Records for processing Block Start
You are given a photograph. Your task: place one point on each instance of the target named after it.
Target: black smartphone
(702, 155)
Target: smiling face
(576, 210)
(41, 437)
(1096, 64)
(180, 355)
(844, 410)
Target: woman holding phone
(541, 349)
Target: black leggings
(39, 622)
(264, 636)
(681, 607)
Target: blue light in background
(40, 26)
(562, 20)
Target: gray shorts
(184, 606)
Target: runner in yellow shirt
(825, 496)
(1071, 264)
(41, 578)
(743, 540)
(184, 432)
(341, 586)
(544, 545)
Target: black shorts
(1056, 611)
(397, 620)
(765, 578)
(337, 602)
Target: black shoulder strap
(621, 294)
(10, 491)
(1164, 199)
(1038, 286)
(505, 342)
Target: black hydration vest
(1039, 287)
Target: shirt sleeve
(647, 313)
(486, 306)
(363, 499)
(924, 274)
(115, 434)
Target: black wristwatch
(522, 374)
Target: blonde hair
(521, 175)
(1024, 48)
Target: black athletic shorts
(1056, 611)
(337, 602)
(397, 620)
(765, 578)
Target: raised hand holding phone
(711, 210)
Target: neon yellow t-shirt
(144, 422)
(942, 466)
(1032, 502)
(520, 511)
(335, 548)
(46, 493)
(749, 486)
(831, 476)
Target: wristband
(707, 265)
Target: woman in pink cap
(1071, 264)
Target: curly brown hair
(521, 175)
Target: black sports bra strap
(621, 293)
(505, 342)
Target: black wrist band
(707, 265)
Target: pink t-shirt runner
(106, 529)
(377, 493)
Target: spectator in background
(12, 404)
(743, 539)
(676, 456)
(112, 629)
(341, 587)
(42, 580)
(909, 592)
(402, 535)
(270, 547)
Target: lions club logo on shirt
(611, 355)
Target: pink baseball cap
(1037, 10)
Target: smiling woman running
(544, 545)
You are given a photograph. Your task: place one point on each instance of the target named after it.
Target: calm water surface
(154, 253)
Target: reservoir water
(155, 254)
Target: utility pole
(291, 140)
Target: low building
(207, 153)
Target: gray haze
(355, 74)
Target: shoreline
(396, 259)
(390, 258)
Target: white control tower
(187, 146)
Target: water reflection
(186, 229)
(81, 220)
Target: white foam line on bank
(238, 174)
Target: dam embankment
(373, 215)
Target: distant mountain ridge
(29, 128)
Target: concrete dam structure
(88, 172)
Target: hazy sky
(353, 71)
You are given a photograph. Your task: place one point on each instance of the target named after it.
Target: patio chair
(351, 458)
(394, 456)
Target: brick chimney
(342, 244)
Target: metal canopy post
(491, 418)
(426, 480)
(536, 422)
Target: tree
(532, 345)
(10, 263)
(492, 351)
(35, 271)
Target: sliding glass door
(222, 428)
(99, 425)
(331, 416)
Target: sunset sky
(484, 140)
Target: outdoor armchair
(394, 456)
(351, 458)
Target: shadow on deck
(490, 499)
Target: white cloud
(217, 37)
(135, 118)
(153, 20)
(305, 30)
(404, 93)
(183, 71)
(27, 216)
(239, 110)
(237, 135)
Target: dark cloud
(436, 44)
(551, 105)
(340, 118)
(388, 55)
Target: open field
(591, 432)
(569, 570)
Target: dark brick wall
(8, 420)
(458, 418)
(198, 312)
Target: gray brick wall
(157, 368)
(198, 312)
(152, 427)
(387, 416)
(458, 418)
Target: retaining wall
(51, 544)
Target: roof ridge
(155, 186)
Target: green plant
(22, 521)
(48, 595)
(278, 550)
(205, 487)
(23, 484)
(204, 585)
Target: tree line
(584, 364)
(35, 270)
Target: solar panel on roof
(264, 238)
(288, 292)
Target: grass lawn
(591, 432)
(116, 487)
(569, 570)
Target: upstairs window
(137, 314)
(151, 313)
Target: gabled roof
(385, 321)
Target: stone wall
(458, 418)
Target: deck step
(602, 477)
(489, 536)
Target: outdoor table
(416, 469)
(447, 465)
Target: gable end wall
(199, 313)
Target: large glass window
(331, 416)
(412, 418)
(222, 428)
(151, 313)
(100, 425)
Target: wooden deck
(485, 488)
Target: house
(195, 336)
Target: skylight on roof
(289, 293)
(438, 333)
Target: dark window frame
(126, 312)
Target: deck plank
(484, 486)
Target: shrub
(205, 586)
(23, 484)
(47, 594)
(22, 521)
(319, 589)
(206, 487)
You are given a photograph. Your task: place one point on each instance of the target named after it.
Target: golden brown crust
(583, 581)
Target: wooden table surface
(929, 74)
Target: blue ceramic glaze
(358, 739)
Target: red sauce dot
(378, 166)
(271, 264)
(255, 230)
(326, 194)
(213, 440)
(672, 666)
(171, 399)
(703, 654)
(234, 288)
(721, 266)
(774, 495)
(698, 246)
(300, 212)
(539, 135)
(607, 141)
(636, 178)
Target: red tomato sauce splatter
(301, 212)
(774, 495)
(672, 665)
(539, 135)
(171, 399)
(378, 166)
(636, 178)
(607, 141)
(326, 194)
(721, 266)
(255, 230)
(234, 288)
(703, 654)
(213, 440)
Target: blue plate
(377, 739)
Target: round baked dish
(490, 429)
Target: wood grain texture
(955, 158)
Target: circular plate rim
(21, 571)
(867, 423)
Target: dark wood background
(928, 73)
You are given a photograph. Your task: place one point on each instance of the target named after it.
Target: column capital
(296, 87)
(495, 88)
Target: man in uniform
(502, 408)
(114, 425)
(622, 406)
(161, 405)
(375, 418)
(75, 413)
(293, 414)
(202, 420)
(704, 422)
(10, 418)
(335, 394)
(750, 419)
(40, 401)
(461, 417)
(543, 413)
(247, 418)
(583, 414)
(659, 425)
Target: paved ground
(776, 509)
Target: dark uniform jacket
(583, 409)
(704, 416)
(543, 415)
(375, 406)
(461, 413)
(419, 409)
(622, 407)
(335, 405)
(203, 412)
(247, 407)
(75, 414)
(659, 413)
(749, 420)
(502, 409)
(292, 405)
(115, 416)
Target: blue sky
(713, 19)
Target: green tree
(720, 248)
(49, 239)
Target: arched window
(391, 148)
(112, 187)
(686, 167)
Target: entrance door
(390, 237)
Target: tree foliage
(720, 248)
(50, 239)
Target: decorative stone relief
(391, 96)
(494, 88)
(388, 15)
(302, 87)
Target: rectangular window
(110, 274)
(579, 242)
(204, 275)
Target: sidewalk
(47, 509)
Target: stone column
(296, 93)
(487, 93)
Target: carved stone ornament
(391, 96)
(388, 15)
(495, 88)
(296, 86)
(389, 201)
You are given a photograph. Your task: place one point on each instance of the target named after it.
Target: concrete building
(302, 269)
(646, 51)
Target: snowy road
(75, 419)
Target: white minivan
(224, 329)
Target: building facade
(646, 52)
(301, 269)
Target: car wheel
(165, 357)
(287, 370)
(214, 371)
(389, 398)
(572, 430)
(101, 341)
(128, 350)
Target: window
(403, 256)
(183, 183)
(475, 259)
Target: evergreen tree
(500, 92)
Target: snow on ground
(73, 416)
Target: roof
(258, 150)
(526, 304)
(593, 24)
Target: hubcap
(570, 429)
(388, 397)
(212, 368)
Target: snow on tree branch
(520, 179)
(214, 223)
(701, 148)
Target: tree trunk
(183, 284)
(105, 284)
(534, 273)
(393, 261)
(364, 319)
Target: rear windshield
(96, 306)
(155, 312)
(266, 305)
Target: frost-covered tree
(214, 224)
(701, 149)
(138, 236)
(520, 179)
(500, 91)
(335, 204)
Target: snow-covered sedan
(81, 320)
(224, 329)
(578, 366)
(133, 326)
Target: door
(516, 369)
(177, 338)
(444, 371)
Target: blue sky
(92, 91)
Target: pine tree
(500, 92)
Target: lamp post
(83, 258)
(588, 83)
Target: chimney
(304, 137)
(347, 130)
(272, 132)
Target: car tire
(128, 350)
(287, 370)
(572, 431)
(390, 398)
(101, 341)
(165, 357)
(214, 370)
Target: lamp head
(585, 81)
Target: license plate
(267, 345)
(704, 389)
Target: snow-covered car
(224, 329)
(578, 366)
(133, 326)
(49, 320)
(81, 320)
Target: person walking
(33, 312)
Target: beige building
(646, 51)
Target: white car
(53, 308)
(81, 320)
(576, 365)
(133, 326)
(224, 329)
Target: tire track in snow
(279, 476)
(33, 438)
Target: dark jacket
Records for processing Block End
What to do.
All lines from the one with "Target: tree trunk" through the end of the material above are to be printed exactly, and only those.

Written answer.
Target: tree trunk
(183, 284)
(105, 284)
(534, 273)
(393, 261)
(364, 319)
Target: rear windshield
(96, 306)
(155, 312)
(266, 305)
Target: frost-covered tree
(214, 224)
(701, 149)
(138, 236)
(520, 179)
(500, 91)
(335, 204)
Target: snow-covered sedan
(81, 320)
(224, 329)
(578, 366)
(133, 326)
Target: door
(516, 369)
(177, 338)
(444, 371)
Target: blue sky
(92, 91)
Target: pine tree
(500, 92)
Target: lamp post
(83, 258)
(588, 83)
Target: chimney
(304, 137)
(347, 130)
(272, 132)
Target: car tire
(128, 350)
(287, 370)
(572, 431)
(390, 398)
(101, 341)
(165, 357)
(214, 370)
Target: lamp head
(585, 81)
Target: license plate
(267, 345)
(704, 389)
Target: snow-covered car
(224, 329)
(578, 366)
(133, 326)
(49, 320)
(81, 320)
Target: person walking
(33, 312)
Target: beige building
(646, 51)
Target: white car
(53, 308)
(81, 320)
(576, 365)
(133, 326)
(224, 329)
Target: tire track in snow
(279, 476)
(33, 438)
Target: dark jacket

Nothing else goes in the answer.